> [Consigne A] D'après l'extrait reproduit ci-dessous, quelle est la profession du père de Quentin Guillemain ?

Quentin Guillemain, indiquez-nous vos origines familiales...
Je suis né à Niort en 1984, département des Deux-Sèvres, dans le Marais poitevin. Aîné d'une fratrie de trois enfants (un frère de 32 ans et une sœur de 29 ans), j'ai toujours vécu à la campagne au milieu de la nature et des animaux.
Mon père est boulanger de profession. C'est un métier difficile qui nécessite beaucoup de sacrifices. Il a ensuite travaillé dans la livraison des matières premières pour les boulangers pâtissiers. Quand j'étais enfant, je l'ai souvent accompagné dans ses tournées. Il travaillait dur le soir et le week-end pour subvenir à nos besoins. Cela m'a beaucoup marqué. Cassé par un travail physique harassant, il a dû s'arrêter de travailler...
Ma mère, quant à elle, a travaillé toute sa vie comme ouvrière qualifiée dans une entreprise d'électronique. Elle est désormais proche de la retraite.
J'ai passé beaucoup de temps avec mes grands-parents. Ils m'ont beaucoup apporté et avaient des profils différents. Ma grand-mère maternelle s'était occupée toute sa vie de ses douze enfants, et les réunions de famille qu'elle organisait, accueillaient chaque année des cousins et cousines qui venaient de toute la France. J'aimais beaucoup passer mes vacances dans la modeste maison où elle habitait au milieu de la campagne, et me rendre aux "Champs Beaux" (ancien jardins ouvriers des marais) pour entretenir le jardin familial et préparer les conserves pour l'hiver. Mon grand-père maternel était, lui, un citadin, douanier de profession, il était très cultivé, il m'a beaucoup apporté. C'est sûrement un peu grâce à lui que je suis allé à l'université.

> [Consigne B] Convertissez les lignes des données fournies ci-dessous en un tableau Markdown à deux colonnes, « N° » pour le numéro de ligne et « Texte » pour la ligne elle-même. Laissez de côté les lignes vides et les images.

> [Données fournies]
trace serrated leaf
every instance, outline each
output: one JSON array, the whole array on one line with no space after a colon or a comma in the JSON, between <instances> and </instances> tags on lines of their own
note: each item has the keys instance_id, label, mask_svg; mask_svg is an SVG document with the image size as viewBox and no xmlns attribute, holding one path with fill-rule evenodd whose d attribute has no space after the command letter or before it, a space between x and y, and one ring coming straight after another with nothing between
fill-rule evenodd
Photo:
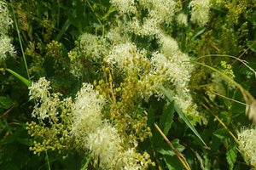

> [Réponse A] Il est boulanger de profession.

> [Réponse B]
| N° | Texte |
|---|---|
| 1 | trace serrated leaf |
| 2 | every instance, outline each |
| 3 | output: one JSON array, the whole array on one line with no space after a colon or a comma in the JSON, between <instances> and </instances> tags on lines of their own |
| 4 | note: each item has the keys instance_id, label, mask_svg; mask_svg is an SVG document with the image size as viewBox and no xmlns attribute, holding one path with fill-rule evenodd whose d attribute has no space after the command letter or before it, a space between x and y, and one ring coming straight after another with nothing between |
| 5 | fill-rule evenodd |
| 6 | Photo: |